··· Data supplied
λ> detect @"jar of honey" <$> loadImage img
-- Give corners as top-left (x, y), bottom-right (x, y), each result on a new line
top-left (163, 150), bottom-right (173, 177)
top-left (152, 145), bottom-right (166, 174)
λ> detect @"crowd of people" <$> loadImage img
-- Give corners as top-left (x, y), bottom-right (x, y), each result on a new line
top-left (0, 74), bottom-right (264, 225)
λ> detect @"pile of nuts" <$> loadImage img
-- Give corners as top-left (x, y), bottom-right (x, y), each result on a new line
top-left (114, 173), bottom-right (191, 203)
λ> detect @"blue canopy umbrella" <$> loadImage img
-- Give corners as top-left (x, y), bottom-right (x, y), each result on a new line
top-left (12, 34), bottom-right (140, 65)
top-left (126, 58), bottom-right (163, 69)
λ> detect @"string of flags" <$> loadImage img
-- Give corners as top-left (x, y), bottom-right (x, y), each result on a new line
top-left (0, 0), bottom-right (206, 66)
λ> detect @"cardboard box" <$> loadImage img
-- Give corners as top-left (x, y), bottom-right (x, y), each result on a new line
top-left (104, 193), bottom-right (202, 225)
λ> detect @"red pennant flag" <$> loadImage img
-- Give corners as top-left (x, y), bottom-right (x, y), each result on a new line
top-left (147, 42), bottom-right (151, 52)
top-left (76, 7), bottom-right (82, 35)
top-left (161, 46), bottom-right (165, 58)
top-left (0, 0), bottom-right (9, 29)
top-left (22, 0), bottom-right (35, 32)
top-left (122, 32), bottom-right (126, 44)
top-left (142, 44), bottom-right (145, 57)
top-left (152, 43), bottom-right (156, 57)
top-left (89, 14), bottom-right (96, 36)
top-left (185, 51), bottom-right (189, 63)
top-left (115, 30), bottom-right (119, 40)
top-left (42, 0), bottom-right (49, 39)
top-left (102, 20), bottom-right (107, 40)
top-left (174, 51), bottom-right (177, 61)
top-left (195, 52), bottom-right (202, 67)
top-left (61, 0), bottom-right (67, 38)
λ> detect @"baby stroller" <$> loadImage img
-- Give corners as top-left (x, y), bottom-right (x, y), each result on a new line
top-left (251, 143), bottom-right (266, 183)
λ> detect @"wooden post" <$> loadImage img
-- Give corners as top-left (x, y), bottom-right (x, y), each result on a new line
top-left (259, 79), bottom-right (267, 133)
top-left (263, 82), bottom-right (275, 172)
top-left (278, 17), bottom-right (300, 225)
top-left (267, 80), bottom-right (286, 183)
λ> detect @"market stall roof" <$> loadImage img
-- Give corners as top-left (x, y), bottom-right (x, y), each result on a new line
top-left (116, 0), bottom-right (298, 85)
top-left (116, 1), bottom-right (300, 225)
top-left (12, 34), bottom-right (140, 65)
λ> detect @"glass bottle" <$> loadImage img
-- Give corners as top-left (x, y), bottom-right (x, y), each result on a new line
······
··· Data supplied
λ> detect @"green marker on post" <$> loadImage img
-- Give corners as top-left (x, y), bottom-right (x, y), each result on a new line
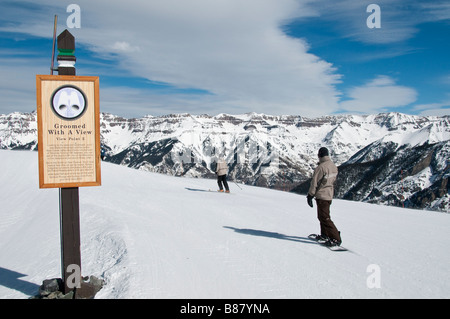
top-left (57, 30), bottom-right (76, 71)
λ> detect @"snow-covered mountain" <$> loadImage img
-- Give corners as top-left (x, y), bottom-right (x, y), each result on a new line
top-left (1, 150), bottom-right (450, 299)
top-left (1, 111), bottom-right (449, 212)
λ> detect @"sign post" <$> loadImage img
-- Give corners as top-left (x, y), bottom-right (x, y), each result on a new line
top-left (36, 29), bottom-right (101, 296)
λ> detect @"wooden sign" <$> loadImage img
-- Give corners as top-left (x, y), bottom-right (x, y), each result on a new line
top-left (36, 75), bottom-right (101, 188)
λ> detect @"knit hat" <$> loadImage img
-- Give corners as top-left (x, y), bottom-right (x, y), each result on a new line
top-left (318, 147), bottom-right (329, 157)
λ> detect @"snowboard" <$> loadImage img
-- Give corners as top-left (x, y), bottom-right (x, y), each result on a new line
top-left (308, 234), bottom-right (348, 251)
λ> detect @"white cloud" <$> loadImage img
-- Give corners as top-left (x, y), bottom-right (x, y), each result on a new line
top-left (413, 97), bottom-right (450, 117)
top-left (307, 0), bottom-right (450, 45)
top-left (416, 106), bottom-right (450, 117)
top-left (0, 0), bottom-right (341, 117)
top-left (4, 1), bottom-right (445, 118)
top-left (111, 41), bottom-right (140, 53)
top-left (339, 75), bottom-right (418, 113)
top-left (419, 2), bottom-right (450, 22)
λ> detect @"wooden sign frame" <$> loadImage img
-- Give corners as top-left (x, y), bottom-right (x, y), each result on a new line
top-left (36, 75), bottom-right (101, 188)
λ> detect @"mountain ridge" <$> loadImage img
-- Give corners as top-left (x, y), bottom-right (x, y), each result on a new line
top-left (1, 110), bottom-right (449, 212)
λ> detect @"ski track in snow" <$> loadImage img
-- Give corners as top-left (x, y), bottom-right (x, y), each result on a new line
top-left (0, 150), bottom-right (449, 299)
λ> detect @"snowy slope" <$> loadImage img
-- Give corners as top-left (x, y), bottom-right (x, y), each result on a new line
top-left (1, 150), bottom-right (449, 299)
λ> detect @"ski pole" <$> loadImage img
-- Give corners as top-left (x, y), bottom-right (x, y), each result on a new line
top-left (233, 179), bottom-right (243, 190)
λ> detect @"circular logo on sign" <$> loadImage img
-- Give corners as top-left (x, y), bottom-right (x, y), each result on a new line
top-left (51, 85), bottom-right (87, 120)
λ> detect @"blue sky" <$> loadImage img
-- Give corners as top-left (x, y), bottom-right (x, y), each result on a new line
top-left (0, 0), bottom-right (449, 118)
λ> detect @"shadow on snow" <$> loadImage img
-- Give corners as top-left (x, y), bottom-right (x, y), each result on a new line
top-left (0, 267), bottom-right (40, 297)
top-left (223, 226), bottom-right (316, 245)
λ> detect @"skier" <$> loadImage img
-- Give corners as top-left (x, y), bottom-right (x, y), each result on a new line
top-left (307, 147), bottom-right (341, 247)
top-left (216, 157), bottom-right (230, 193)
······
» Work order:
Please work out how many lines of the records contain "blue" and give only that number.

» The completed task:
2